* Start Data for this exercise *

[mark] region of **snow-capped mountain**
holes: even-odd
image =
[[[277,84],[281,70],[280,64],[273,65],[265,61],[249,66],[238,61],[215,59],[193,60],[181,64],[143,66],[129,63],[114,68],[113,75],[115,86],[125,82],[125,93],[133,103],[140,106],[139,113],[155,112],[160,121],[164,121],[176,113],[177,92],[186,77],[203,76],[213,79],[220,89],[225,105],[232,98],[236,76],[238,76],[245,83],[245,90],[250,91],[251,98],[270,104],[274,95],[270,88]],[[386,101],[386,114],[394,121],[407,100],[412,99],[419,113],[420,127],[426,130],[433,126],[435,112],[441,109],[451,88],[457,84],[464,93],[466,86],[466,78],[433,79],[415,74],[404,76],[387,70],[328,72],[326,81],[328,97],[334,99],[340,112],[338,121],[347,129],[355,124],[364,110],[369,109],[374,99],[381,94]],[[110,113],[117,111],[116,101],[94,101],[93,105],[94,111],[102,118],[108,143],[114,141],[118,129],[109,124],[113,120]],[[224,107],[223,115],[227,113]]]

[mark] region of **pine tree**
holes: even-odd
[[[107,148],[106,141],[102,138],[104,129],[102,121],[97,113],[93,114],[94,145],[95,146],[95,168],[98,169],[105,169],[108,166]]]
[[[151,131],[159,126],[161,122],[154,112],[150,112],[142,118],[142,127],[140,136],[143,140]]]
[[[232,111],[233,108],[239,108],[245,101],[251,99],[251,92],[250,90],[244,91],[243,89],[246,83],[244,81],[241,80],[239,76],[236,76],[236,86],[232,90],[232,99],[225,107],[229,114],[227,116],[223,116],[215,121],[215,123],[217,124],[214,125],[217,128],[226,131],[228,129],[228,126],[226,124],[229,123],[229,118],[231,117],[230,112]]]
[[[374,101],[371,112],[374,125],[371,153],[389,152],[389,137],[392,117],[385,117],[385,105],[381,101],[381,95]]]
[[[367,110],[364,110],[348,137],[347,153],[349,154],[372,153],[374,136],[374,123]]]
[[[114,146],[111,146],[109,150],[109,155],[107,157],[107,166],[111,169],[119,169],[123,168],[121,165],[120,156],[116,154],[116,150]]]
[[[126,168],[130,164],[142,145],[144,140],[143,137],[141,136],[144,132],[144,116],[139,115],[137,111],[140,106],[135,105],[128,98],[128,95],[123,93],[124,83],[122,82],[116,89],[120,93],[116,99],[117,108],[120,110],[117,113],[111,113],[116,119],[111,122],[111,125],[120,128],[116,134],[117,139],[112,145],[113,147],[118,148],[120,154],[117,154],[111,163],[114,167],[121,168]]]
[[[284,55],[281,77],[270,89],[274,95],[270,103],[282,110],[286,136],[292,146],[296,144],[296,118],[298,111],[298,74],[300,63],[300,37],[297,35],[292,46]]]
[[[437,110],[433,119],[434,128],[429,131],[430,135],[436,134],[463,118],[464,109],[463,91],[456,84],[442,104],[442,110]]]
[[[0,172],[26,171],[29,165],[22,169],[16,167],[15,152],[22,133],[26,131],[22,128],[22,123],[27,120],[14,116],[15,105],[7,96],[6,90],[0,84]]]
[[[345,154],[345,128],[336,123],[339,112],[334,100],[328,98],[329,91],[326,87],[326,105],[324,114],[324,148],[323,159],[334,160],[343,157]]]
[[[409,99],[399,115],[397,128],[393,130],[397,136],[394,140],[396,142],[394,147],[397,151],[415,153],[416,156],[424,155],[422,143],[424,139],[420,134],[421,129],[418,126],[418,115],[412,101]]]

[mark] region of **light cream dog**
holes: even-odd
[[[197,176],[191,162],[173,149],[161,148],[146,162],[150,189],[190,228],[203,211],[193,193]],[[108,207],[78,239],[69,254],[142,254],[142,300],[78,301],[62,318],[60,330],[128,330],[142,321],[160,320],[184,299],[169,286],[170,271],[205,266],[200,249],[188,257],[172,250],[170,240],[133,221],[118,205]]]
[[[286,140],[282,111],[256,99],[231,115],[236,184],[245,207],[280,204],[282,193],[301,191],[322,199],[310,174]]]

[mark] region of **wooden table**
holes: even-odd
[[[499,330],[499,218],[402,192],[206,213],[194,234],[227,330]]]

* End Data for this exercise *

● **Given request**
Update the entries above by changing "pine tree" to "fir tree" and keep every other line the same.

● **Task solution**
[mark] region of **snow-capped mountain**
holes: even-odd
image =
[[[277,84],[281,70],[280,64],[273,65],[265,61],[249,66],[238,61],[215,59],[193,60],[181,64],[143,66],[129,63],[114,68],[113,75],[115,86],[125,82],[125,93],[133,103],[140,106],[139,113],[155,112],[160,121],[164,121],[176,113],[177,92],[186,77],[203,76],[213,79],[220,89],[225,105],[232,98],[236,76],[238,76],[245,83],[245,90],[250,91],[251,98],[270,104],[274,95],[270,88]],[[386,101],[386,114],[394,121],[407,100],[412,99],[419,113],[420,127],[426,130],[433,126],[435,112],[441,109],[451,88],[457,84],[464,93],[466,86],[466,78],[433,79],[415,74],[404,76],[387,70],[328,72],[326,81],[328,97],[334,99],[340,112],[338,121],[347,129],[355,124],[364,110],[369,109],[374,99],[381,94]],[[110,113],[117,111],[116,101],[94,101],[93,105],[94,111],[102,118],[108,143],[114,141],[118,129],[109,124],[113,120]],[[224,107],[223,115],[227,113]]]

[mark] region of **fir tree**
holes: even-odd
[[[107,148],[106,141],[102,138],[104,129],[102,121],[97,113],[93,114],[94,145],[95,146],[95,168],[98,169],[105,169],[108,166]]]
[[[151,131],[159,126],[161,122],[154,112],[150,112],[142,118],[142,127],[140,136],[143,140]]]
[[[232,111],[233,108],[239,108],[245,101],[251,99],[251,92],[250,90],[244,91],[243,89],[246,83],[244,81],[241,80],[239,76],[236,76],[236,86],[232,90],[232,99],[225,107],[229,114],[227,116],[223,116],[215,121],[215,123],[217,124],[214,125],[217,128],[226,131],[228,129],[228,126],[226,124],[229,123],[229,118],[231,117],[230,112]]]
[[[374,101],[371,112],[374,125],[371,153],[389,152],[389,137],[392,117],[385,117],[385,105],[381,101],[381,95]]]
[[[367,110],[364,110],[348,137],[347,153],[349,154],[372,153],[374,136],[374,123]]]
[[[114,146],[111,146],[109,150],[109,155],[107,157],[107,166],[111,169],[119,169],[123,168],[121,165],[120,156],[116,154],[116,150]]]
[[[126,168],[130,164],[142,145],[144,140],[143,137],[141,136],[144,132],[144,116],[139,115],[137,111],[140,106],[135,105],[128,98],[128,95],[123,93],[124,83],[122,82],[116,89],[120,93],[116,99],[117,108],[120,110],[117,113],[111,113],[116,119],[111,122],[111,125],[120,128],[116,134],[117,139],[112,145],[113,147],[118,148],[120,154],[117,154],[111,163],[114,167],[121,168]]]
[[[284,55],[281,77],[270,89],[274,95],[270,103],[282,110],[286,136],[292,146],[296,144],[296,118],[298,111],[298,74],[300,63],[300,37],[297,35],[292,46]]]
[[[437,110],[433,119],[434,128],[429,131],[430,135],[436,134],[463,118],[464,109],[463,91],[456,84],[442,104],[442,110]]]
[[[0,172],[26,171],[29,165],[22,169],[16,167],[15,152],[22,133],[26,131],[22,128],[22,123],[27,120],[14,116],[15,105],[7,96],[6,90],[0,84]]]
[[[345,154],[345,128],[336,123],[339,112],[334,100],[328,98],[329,91],[326,87],[326,105],[324,114],[324,148],[323,159],[334,160],[343,157]]]
[[[409,99],[399,115],[397,128],[393,130],[397,136],[394,140],[396,142],[394,147],[397,151],[415,153],[416,156],[424,155],[422,143],[424,139],[420,134],[421,129],[418,126],[418,115],[412,101]]]

[mark] region of **light cream dog**
holes: even-odd
[[[197,176],[191,162],[173,149],[161,148],[146,162],[150,189],[190,228],[203,211],[193,193]],[[108,207],[78,239],[69,254],[142,254],[142,300],[78,301],[62,318],[60,330],[128,330],[142,321],[160,320],[184,299],[169,286],[170,271],[205,266],[200,249],[188,257],[172,250],[170,240],[133,221],[118,205]]]
[[[286,140],[282,111],[256,99],[231,115],[236,184],[245,207],[280,204],[282,193],[301,191],[322,199],[310,174]]]

[mark] region of **wooden table**
holes: even-odd
[[[499,330],[499,218],[402,192],[206,213],[194,234],[227,330]]]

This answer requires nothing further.